- _AIM OF THE TASK_
Copy out the passage of the essay about the goat play below, starting with the words "For those who, out" and ending with the words "au revoir Melody.".

- _SOURCE DOCUMENT_
Leaving the theater on the night of the play, I overheard one couple agreeing that it was about loneliness, and another that it was intended as an effort to explain marital alienation in America. The word “metaphor” was mentioned a good deal, as was the term “cultural inequities.”

For those who, out of good judgment, missed the play, it’s about a man named Martin who admits to his wife of 22 years that he is having an affair with a barnyard animal named Sylvia. She laughs at first, although as Martin is played he doesn’t seem like that much of a kidder, but then it connects: Her husband is really sleeping with a goat.

We used to have goats, but I want to say right off that I never touched them. They didn’t even like me. Their names were Lucy and Melody. Along with a horse named Shorty, they were left to us by our daughter who at one time was a member of the 4-H Club and loved animals. When she discovered cars and boys, however, it was so long Shorty, adios Lucy, au revoir Melody.

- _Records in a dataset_
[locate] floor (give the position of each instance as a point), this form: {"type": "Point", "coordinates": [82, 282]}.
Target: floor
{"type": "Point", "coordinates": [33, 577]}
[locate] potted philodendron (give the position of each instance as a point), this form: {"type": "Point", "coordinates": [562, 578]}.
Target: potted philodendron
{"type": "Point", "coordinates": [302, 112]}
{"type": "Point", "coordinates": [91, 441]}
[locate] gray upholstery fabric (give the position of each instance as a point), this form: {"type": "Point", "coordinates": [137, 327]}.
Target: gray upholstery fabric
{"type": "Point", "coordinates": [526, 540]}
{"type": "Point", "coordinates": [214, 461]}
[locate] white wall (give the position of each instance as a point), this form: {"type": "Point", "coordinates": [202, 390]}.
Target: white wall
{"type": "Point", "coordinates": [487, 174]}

---

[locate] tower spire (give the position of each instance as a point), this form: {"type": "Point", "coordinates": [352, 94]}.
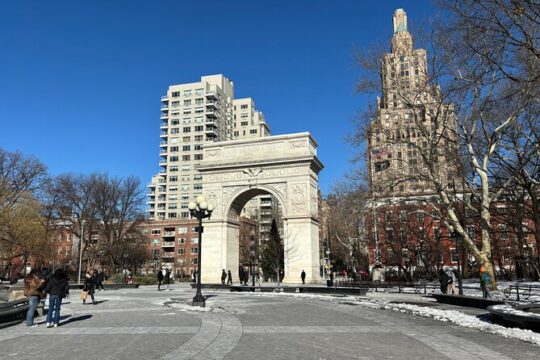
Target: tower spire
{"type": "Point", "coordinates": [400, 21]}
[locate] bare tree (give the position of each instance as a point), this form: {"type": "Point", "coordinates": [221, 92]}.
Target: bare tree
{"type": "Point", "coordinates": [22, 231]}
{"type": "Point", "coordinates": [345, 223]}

- _THE ANSWER_
For those who, out of good judgment, missed the play, it’s about a man named Martin who admits to his wife of 22 years that he is having an affair with a barnyard animal named Sylvia. She laughs at first, although as Martin is played he doesn’t seem like that much of a kidder, but then it connects: Her husband is really sleeping with a goat.

We used to have goats, but I want to say right off that I never touched them. They didn’t even like me. Their names were Lucy and Melody. Along with a horse named Shorty, they were left to us by our daughter who at one time was a member of the 4-H Club and loved animals. When she discovered cars and boys, however, it was so long Shorty, adios Lucy, au revoir Melody.